§ What to do
A – Answer these questions about the cannabis and PTSD article, one per line:
(i) In which journal was the data published?
(ii) What share of Canada's population has PTSD?
(iii) How many people in the study had a current PTSD diagnosis?
B – Decide whether each statement agrees with the cannabis and PTSD article, and back each yes or no with the deciding words quoted from it:
(i) The study was a partnership between the B.C. Centre on Substance Use and the University of B.C.
(ii) Among people who used cannabis, PTSD was strongly linked to suicidal ideation.
(iii) Lake said a clinical study has already shown success with PTSD and cannabis.
C – Please reproduce everything in the cannabis and PTSD article from "The researchers used" down to "not have PTSD.".

(Beginning of Reading passage)

Using cannabis could help people who are struggling with post-traumatic stress disorder, a B.C. study has found.
The study, a partnership between the B.C. Centre on Substance Use and the University of B.C., found that having PTSD was strongly associated with suffering a major depressive period and suicidal ideation among people who did not use cannabis. The link was not present in those who did use cannabis.
The data, published Tuesday in the Journal of Psychopharmacology, is the first of its kind, said lead author and BCCSU research associate Stephanie Lake.
The key, she said, was being able to use Statistics Canada data rather than waiting for clinical trials to finish up.
“There’s really been a rise in the number of Canadians who were using cannabis for PTSD,” Lake said. “We’ve seen a lot of patient reports of success with PTSD and cannabis, but we’ve yet to see a clinical study.”
The researchers used data related to the cannabis use and mental health of 24,000 people, and drew conclusions about how the drug interacts with the disorder. The information is particularly relevant in Canada, which has one of the highest rates of PTSD worldwide at 9.2 per cent of the population.
Of the 24,089 people in the study, 420 had a current PTSD diagnosis. Of those, 106 people, or 28.2 per cent, reported using cannabis in the past year, compared to 11.2 per cent of those who did not have PTSD.

(End of Reading passage)
(Beginning of Dataset excerpts)

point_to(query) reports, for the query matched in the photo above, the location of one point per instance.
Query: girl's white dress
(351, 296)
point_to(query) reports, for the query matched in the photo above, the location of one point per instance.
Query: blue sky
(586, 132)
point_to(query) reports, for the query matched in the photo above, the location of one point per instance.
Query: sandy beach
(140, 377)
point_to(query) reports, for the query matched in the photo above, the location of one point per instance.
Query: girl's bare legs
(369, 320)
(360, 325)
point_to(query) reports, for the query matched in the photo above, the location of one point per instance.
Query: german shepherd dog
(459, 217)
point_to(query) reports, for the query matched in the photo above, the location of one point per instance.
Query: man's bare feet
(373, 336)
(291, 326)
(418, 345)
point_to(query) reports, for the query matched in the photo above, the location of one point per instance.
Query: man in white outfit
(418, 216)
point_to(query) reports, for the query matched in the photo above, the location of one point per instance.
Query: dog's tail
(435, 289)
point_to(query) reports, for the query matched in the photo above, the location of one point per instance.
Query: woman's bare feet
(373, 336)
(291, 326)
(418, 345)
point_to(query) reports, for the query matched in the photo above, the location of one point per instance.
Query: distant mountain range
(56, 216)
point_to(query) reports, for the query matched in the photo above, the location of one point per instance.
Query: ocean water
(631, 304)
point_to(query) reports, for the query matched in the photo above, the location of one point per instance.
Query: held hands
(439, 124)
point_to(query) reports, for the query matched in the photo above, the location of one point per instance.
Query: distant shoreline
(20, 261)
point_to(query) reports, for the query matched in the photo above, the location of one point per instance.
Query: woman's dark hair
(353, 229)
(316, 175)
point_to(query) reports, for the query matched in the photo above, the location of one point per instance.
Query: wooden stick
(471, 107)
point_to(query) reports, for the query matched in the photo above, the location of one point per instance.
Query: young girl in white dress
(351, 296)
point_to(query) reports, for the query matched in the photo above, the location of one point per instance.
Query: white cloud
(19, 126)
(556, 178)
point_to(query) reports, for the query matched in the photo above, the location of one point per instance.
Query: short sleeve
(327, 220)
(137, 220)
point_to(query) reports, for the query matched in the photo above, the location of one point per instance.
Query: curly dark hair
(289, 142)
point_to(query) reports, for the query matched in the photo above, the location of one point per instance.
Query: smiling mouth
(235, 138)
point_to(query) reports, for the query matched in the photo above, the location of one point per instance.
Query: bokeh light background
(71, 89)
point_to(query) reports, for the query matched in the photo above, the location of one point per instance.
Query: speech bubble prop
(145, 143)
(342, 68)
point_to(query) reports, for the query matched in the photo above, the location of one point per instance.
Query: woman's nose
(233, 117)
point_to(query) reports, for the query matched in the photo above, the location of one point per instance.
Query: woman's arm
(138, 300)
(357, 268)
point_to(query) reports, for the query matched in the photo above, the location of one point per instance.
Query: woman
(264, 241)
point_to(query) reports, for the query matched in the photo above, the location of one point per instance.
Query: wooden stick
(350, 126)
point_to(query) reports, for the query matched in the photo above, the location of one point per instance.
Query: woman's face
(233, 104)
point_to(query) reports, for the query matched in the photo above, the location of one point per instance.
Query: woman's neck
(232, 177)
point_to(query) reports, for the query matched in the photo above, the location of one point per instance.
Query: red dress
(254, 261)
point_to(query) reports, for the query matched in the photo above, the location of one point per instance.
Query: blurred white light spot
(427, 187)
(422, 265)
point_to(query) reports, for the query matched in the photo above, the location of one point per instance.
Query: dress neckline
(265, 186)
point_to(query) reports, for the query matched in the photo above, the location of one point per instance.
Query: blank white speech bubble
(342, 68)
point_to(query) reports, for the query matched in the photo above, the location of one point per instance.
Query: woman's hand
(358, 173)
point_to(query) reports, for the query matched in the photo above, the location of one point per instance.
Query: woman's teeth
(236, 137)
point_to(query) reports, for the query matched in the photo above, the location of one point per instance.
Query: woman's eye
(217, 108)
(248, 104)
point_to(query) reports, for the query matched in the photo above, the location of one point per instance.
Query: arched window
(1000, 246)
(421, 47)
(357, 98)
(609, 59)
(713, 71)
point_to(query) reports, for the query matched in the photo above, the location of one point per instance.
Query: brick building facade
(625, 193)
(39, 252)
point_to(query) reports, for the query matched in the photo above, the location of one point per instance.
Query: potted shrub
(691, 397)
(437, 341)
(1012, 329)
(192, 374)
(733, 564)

(End of Dataset excerpts)

§ Per-task outputs
A –
(i) The Journal of Psychopharmacology
(ii) 9.2 per cent
(iii) 420

B –
(i) Yes: "The study, a partnership between the B.C. Centre on Substance Use and the University of B.C."
(ii) No: "The link was not present in those who did use cannabis."
(iii) No: "but we’ve yet to see a clinical study."

C –
The researchers used data related to the cannabis use and mental health of 24,000 people, and drew conclusions about how the drug interacts with the disorder. The information is particularly relevant in Canada, which has one of the highest rates of PTSD worldwide at 9.2 per cent of the population.
Of the 24,089 people in the study, 420 had a current PTSD diagnosis. Of those, 106 people, or 28.2 per cent, reported using cannabis in the past year, compared to 11.2 per cent of those who did not have PTSD.